== Given passage ==
▶

Romsey Abbey (interior)

ROMSEY  ABBEY  through the centuries by Judy Walker

Romsey Abbey through the centuries by Judy Walker

I enjoyed and recommend this book about Romsey Abbey as it is an easy to read book,

with plenty of facts and figures. It is also a good reference book.

The book can be purchased from Romsey Abbey, the Visitor Centre in Church Street

or possibly through a bookseller online like Amazon.

ISBN 0-9537679-0-6  published by Romsey Abbey Publications Tel: 01794  513125

The Benedictine Nunnery of Romsey 907 - 1539 AD

Picture Above:

Extract from leaflet which can be purchased at the Abbey bookstall


A Royal Foundation

According to tradition, King Edward the Elder, son of Alfred the Great,

founded a nunnery here about the year 907.

It is possible that the foundation was even earlier than that.

Royal connections remained strong for several centuries.

◀

== What you will do ==
(a) Name every person mentioned in the Romsey Abbey page.
(b) Resume the Romsey Abbey page after its last sentence.

[Lines of data]
▶

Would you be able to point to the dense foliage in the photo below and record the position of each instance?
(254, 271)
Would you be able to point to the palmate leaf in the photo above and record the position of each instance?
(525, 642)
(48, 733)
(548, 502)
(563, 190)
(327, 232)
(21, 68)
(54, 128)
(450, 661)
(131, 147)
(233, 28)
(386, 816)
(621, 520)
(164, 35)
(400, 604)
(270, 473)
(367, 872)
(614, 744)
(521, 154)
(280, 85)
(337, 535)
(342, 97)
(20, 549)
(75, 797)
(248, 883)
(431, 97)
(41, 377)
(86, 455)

◀

== Task responses ==
(a) Judy Walker, King Edward the Elder, Alfred the Great

(b)
Why Benedictine?

In 966 King Edgar refounded the Romsey nunnery, along with many other religious houses and,

where there had been a variety of custom and ritual,

he brought them all under the rule of Saint Benedict.

Some 500 years earlier in Italy, Saint Benedict had founded a community for men

(paralleled by a similar one for women founded by his sister, St Scholastica.

They are the central figures in the row of saints on the wooden screen

behind the alter in the North Transept).

Benedict wrote a rule for his community

which became the model for religious communities in the west.

In contrast with the ascetic extremes of the desert Fathers in the east,

the mark of Saint Benedict’s way of life was balance and moderation.

Worship, the ‘Opus Dei’, was central with seven short daily services

and a longer one in the middle of the night.

The rest of the day was divided between meditation and study, and manual work.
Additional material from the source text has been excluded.